> TASK INSTRUCTIONS
Using the entries that follow, give only the number of lines with the word "outlet" in them.

> TASK INPUTS
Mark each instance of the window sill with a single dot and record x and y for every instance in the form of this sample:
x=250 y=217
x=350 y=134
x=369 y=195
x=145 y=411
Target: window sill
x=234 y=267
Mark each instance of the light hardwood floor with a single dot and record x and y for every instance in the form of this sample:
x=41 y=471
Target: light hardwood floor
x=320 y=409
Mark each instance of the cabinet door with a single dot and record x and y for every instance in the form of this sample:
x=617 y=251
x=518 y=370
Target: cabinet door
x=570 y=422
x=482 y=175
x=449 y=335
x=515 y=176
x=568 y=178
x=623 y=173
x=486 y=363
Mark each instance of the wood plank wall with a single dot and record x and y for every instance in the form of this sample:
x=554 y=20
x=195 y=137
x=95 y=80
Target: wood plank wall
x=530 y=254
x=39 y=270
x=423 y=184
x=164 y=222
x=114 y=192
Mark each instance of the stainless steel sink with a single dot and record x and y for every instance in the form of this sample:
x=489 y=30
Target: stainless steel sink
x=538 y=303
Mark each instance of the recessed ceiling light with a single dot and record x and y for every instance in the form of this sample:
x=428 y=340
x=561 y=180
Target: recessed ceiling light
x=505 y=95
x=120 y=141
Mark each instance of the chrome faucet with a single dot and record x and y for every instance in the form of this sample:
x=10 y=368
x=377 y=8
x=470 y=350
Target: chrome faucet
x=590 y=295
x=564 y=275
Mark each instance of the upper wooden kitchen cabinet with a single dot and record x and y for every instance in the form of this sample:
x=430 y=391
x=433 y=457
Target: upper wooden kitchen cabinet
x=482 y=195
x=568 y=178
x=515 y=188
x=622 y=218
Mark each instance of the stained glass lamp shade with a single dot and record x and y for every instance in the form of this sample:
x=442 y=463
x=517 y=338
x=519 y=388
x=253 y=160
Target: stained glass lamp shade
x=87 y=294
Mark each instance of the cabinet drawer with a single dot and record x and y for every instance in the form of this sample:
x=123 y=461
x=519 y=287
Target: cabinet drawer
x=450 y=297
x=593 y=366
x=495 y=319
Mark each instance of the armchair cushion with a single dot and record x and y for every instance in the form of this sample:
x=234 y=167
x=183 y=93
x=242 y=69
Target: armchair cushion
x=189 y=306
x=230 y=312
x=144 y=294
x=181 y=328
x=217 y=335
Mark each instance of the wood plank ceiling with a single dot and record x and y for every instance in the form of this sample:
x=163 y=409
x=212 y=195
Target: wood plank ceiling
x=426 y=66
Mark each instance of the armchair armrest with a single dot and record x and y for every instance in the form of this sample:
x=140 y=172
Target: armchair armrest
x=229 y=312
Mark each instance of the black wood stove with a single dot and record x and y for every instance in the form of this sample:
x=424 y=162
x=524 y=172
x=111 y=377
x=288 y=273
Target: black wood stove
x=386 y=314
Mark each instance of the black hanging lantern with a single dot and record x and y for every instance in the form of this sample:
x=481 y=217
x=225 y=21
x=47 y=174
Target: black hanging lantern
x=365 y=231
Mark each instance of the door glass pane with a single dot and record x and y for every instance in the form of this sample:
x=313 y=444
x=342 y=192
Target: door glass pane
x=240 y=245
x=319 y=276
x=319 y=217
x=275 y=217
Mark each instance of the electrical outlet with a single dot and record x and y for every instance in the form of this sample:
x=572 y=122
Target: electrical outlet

> COMPLETED TASK
2